■ **Selected text**
◆ ◆ ◆ ◆

Three months after he forced a government U-turn on summer holiday school meal vouchers, Marcus Rashford has set his sights on a bigger target: the end of child food poverty in Britain.
After lawmakers scrambled to line up behind the Manchester United soccer player and advocate, it is the turn of the food industry.
In a letter to lawmakers released yesterday morning, Rashford unveiled a “child food poverty taskforce” that he has formed with brands — including Aldi, Tesco, Deliveroo and Kellogg’s — set out three major new policy goals and issued a rallying cry for long-lasting change.
Photo: Reuters
“Food poverty is contributing to social unrest,” he wrote, reflecting on a series of meetings with families in need of the same support that he counted on as a child.
“Watching a young boy keeping it together whilst his mother sobbed alongside him, feeling like he has to step up to protect his family and alleviate some of that worry. He was nine years old,” Rashford wrote. “I know that feeling. I remember the sound of my mum crying herself to sleep to this day, having worked a 14-hour shift, unsure how she was going to make ends meet. That was my reality.”

◆ ◆ ◆ ◆

■ **Dataset entries**
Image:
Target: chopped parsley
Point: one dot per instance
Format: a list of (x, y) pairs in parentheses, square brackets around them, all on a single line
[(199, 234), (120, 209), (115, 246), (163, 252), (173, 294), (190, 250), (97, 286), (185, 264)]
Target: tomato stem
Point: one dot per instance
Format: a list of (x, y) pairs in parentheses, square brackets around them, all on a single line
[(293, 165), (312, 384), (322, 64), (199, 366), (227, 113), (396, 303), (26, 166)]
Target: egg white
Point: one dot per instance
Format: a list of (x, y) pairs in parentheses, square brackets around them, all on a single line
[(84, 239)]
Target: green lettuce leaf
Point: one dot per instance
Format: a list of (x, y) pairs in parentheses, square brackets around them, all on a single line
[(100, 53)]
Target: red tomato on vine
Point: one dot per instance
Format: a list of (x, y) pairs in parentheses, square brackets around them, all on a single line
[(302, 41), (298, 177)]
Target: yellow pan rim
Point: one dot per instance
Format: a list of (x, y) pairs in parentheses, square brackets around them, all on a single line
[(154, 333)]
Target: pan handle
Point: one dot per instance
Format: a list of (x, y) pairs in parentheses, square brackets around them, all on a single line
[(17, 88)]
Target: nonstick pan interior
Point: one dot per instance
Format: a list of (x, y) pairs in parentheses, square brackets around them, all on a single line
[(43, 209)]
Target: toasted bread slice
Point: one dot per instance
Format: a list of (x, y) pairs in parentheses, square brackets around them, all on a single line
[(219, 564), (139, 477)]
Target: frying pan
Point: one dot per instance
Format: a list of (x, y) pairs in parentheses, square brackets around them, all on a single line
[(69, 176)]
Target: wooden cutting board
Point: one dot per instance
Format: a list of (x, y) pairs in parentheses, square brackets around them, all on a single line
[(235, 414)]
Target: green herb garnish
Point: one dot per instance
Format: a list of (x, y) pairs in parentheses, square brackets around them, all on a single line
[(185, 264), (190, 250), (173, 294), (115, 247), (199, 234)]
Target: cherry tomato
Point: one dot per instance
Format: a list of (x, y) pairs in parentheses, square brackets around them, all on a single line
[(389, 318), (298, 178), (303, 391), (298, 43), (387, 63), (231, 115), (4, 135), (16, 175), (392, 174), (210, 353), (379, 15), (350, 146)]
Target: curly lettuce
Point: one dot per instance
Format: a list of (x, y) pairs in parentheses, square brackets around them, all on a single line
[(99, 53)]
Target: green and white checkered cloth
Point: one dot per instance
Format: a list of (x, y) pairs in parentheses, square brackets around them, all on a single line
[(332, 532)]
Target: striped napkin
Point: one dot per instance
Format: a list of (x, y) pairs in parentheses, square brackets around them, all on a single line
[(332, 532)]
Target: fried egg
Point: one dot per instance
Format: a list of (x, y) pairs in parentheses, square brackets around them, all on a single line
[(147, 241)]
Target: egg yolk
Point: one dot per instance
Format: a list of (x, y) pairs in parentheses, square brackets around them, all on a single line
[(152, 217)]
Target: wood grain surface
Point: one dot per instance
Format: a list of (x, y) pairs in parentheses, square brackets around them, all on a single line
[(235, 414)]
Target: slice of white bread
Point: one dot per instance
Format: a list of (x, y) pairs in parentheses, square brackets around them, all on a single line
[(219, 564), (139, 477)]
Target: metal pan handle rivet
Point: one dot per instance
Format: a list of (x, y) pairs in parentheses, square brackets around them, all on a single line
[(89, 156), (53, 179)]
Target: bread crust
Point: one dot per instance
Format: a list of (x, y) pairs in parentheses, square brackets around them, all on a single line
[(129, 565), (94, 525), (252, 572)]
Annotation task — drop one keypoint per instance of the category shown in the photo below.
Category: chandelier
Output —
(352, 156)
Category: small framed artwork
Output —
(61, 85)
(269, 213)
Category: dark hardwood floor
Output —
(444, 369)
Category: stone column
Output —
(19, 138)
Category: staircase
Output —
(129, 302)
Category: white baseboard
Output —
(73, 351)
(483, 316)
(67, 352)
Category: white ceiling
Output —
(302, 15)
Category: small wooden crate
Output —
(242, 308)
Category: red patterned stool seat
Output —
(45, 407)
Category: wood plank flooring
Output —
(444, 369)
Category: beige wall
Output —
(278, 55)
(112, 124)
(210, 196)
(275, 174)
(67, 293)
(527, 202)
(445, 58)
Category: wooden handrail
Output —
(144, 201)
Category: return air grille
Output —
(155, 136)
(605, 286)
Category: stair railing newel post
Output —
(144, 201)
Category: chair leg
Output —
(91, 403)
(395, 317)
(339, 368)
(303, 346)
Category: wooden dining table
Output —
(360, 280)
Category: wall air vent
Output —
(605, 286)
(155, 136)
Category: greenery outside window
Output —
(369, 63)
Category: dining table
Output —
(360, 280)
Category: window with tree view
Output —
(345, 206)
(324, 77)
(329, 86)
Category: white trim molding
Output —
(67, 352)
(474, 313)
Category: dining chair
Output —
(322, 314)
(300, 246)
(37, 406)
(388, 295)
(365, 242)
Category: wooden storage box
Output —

◆ ◆ ◆ ◆

■ **Study questions**
[A] From the article on child food poverty, reproduce word for word the passage that opens with "Three months after" and closes with "poverty in Britain.".
[B] Answer these questions from the article on child food poverty:
(i) How many months after the U-turn on holiday meal vouchers did Rashford set his new goal?
(ii) Which brands does the article name as part of the taskforce?
(iii) How long was the shift Rashford's mother had worked?
[C] Extend the article on Marcus Rashford's campaign against child food poverty, starting after its final sentence.

■ **Outputs for the tasks**
[A]
Three months after he forced a government U-turn on summer holiday school meal vouchers, Marcus Rashford has set his sights on a bigger target: the end of child food poverty in Britain.

[B]
(i) Three months.
(ii) Aldi, Tesco, Deliveroo and Kellogg's.
(iii) 14 hours.

[C]
The ambitious plan that Rashford sets out calls on British Chancellor of the Exchequer Rishi Sunak to fund the implementation of three key policy recommendations from the national food strategy, a government-commissioned report highlighting huge economic and health inequalities, aggravated by the COVID-19 pandemic.
“Mothers and fathers are raising respectful, eloquent young men and women, who, in reality, are part of a system that will not allow them the opportunity to win and succeed,” Rashford wrote. “It all starts with stability around access to food.”
While the food strategy — written by Leon founder Henry Dimbleby — was commissioned by the government, ministers have not yet said that they would act on its recommendations.
Rashford said that a visit to the Evelyn Community Store in Deptford, southeast London, had redoubled his commitment to the cause.
“I spoke to a mother recently who, along with her two young sons, is currently living off three slices of bread a day — soaking them in hot water and adding sugar, hoping that the porridge consistency might better sustain the hunger of her one-year old child,” he wrote. “This is the true reality of England in 2020.”
Natasha Ricketts, a volunteer at the Evelyn Community Store — which is supplied with food by FareShare — described Rashford as “an absolutely lovely guy. It’s massive, for a young guy to take on such a big task. He’s very humble, very down-to-earth and it wasn’t that long ago that he was one of those kids himself.”
It is not yet clear whether politicians and business would commit to following Rashford’s lead in the long term, Ricketts said.
“But if not, they will have to answer why,” she said. “And that is the power of his voice.”